Task brief -
Quote only the span from the first line of the entries to the line containing "[tag] young woman (a point for each instance)", both ends kept. Leave every picture out.

(Collection entries)

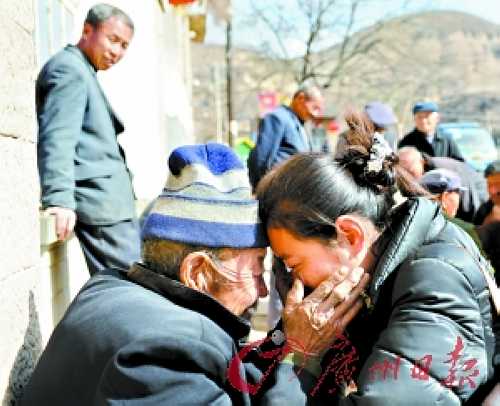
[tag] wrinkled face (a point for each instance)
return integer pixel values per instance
(242, 280)
(450, 202)
(106, 44)
(310, 259)
(494, 188)
(426, 121)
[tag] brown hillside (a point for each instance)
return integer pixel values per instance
(450, 57)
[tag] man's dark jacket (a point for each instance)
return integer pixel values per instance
(476, 190)
(281, 135)
(80, 162)
(144, 339)
(442, 144)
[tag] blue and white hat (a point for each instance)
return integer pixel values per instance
(207, 201)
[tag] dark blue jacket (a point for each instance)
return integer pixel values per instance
(281, 135)
(144, 339)
(80, 162)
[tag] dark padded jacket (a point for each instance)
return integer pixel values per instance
(430, 294)
(143, 339)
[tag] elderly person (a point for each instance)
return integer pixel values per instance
(489, 211)
(474, 191)
(165, 332)
(425, 137)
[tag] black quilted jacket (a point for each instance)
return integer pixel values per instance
(431, 308)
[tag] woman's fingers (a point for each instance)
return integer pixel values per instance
(345, 306)
(295, 295)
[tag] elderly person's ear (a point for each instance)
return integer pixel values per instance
(196, 271)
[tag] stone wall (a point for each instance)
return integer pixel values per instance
(20, 338)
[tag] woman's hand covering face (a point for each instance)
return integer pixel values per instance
(311, 324)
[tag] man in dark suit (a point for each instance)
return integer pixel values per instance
(424, 136)
(85, 182)
(282, 134)
(166, 332)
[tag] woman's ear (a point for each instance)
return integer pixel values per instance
(351, 234)
(196, 271)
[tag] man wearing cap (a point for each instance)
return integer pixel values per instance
(475, 192)
(490, 211)
(424, 136)
(446, 186)
(165, 332)
(382, 117)
(282, 133)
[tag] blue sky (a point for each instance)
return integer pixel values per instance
(244, 35)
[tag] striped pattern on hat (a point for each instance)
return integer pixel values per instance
(206, 201)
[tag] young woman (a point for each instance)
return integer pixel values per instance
(426, 337)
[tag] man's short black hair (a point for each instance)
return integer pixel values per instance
(102, 12)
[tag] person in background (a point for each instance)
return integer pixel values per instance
(446, 187)
(474, 191)
(281, 132)
(425, 136)
(282, 135)
(85, 182)
(490, 210)
(165, 332)
(382, 117)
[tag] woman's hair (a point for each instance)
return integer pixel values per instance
(308, 192)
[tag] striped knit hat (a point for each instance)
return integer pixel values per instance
(207, 201)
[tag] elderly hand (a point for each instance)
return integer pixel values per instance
(313, 323)
(65, 221)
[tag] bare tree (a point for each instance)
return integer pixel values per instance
(326, 31)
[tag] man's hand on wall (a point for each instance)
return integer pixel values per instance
(65, 221)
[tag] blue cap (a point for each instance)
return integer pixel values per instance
(381, 114)
(441, 180)
(207, 201)
(425, 106)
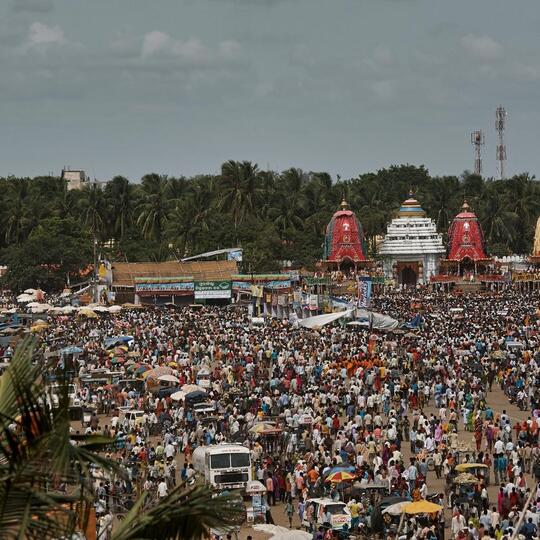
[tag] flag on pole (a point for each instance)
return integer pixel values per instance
(364, 291)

Solution for this task -
[tag] wrinkled face (a point for each instance)
return integer pixel values per instance
(242, 280)
(450, 202)
(106, 44)
(310, 259)
(494, 188)
(426, 121)
[tag] brown hillside (a point for each instance)
return integer pixel values per instance
(450, 57)
[tag] man's dark jacket (a point for each instance)
return integer pixel values per instance
(476, 190)
(281, 135)
(80, 162)
(144, 339)
(442, 144)
[tag] blue and white hat (a point for each instance)
return integer pixel values per instance
(207, 201)
[tag] dark blue jacket (a point for each instance)
return integer pixel values per instance
(281, 135)
(144, 339)
(80, 162)
[tag] dark padded jacket (a point for each instance)
return integer pixel values per instance
(430, 294)
(143, 339)
[tag] elderly person (a point for each instance)
return integer pixel values per instance
(489, 211)
(474, 191)
(165, 332)
(425, 137)
[tag] black quilted jacket (a point for each instance)
return integer pixel values per instance
(431, 308)
[tag] woman's fingers (a point for each instance)
return integer pixel values per instance
(345, 306)
(295, 295)
[tag] elderly person's ear (a point for each instance)
return integer pixel values per instance
(196, 271)
[tag] stone wall (a point for each instance)
return integer pixel values per instance
(20, 338)
[tag] woman's hand covering face (a point for each instance)
return integer pixel values per instance
(311, 324)
[tag] man in dark suit (a point for each instance)
return integer pixel values per instance
(424, 136)
(85, 182)
(282, 134)
(166, 332)
[tag] woman's ear (a point for each instance)
return integer pixel values per instance
(351, 234)
(196, 271)
[tag] man wearing cap (a point for each instance)
return integer pixel values per instance
(475, 192)
(490, 211)
(424, 136)
(446, 186)
(165, 332)
(382, 117)
(282, 133)
[tag] blue sky (a point for each instance)
return integer pixel values per instance
(244, 35)
[tag] striped pattern on hat (a point for each instance)
return integer pixel values per instance
(206, 201)
[tag] young woman (a point for each instance)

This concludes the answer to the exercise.